====== SOURCE TEXT

Look at the pros and how many different riding positions there are. Some are aero as hell, and some not.


----------



## Bridgestone (Sep 6, 2007)

And all this time I thought the object was to get higher


----------



## qatarbhoy (Aug 17, 2009)

I find MTBing helps strengthen my core muscles because of all the shifting weight on the bike that's required. People who are new to mountain bike riding are often surprised by how much it works out your core. 

I can now flatten my fingers on the ground when touching my toes but can't get my palms flat! :yikes:


----------



## jsedlak (Jun 17, 2008)

Salsa_Lover said:


> Part of it was to rely less on "crutches" like a big cutout saddle or high handlebars, and just pushing your limits little by little.


This, and stretch after every work out. Hip flexors, quads, hams, calves, core, back, neck. Everything.

I started with a huge stack of spacers on a 5.2 pro fit madone, and now a few years later I'm working on knocking out all the spacers (one half cm to go!) on a venge.


----------



## Oasisbill (Jan 15, 2011)

Download a book called "Flexibility for Cyclists", Written and produced by Fred and Kele McDaniel. It's only 13 pages long, but has all the appropriate stretches that will rectify your dilemma. (It costs, but it's fairly cheap). I have no association with them, but the book helped me...


----------



## apatron (Aug 6, 2010)

jsedlak said:


> This, and stretch after every work out. Hip flexors, quads, hams, calves, core, back, neck. Everything.
> 
> I started with a huge stack of spacers on a 5.2 pro fit madone, and now a few years later I'm working on knocking out all the spacers (one half cm to go!) on a venge.

============

• _PROBLEMS AND TASKS_
A. Output the passage of the cycling forum thread between "## Oasisbill (Jan" and "(Aug 6, 2010)", inclusive.
B. Pick up the forum thread on cycling flexibility and riding position after its last sentence and continue it.

====== DATASET SECTION

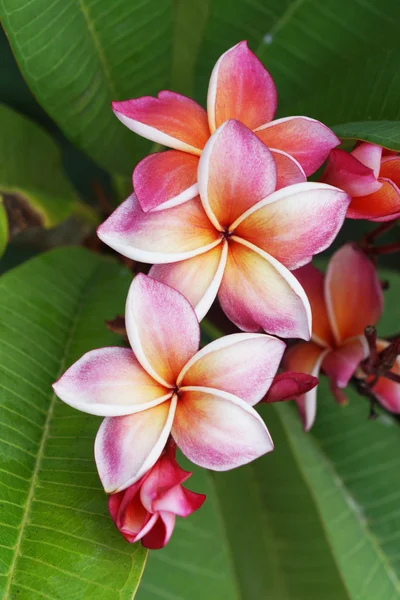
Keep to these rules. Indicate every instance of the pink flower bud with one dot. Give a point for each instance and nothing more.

============

• _TASK-BY-TASK RESULTS_
A.
## Oasisbill (Jan 15, 2011)

Download a book called "Flexibility for Cyclists", Written and produced by Fred and Kele McDaniel. It's only 13 pages long, but has all the appropriate stretches that will rectify your dilemma. (It costs, but it's fairly cheap). I have no association with them, but the book helped me...


----------



## apatron (Aug 6, 2010)

B.
I'm 46 and had a similar problem the streching was the key. Especially the gluts. My chiropractor gave me a set of streches to do and after a few weeks, a noticable improvement


----------



## SlowMover (Jun 6, 2010)

Remember, creating a low or flatter back can be done through stretching out as well. This is different from a TT position where you don't have the luxury of using your arms/elbows to expand and contract for position adjustment. In a TT position once you set your forearms/elbows in the cups you are more or less set in that position with very little movement available. Drop is your only way to lower your frontal profile in that discipline. You optimal hip angle for *best* power is what it is, we all have a narrow band of degrees that gives us our own best power. Once you find that angle between your torso upper thigh at bottom dead center then you can then decide how you want your cockpit set up on the road bike. The taller you are the easier this is done. I am 6'1" and used to ride 12cm of drop on a 56cm frame. It was fine riding that drop 15 years ago, but over time most of us lose some flexibility. I now ride 5cm of drop, longer stem and can get my back in the same orientation as I could on my 56cm Soloist, but do it by stretching out. No I don't look Euro Pro cool riding so little drop now, but that was never a priority. Comfort and power are a tricky trade off game. 

I could still ride tons of drop, but my default position on the hoods would be my only attainable position. Using an almost locked out elbow position with an uncomfortable amount of weight on the bars ain't my cup-a-tea. Now riding less drop my default is still hoods, but use a longer stem with a nice elbow flex and I can easily access all the other positions on the tops/drops. When I want to get low I use a bit more elbow flex and move on down to the drops. My frontal profile shots of me in the hooks on my road bike vs. my P3SL are nearly identical.

If you can get hold of a Look Ergostem to play around this will be immensely helpful.


----------



## naruto (Feb 21, 2011)

apatron said:


> I'm 46 and had a similar problem the streching was the key. Especially the gluts. My chiropractor gave me a set of streches to do and after a few weeks, a noticable improvement


yes, i have the same problem.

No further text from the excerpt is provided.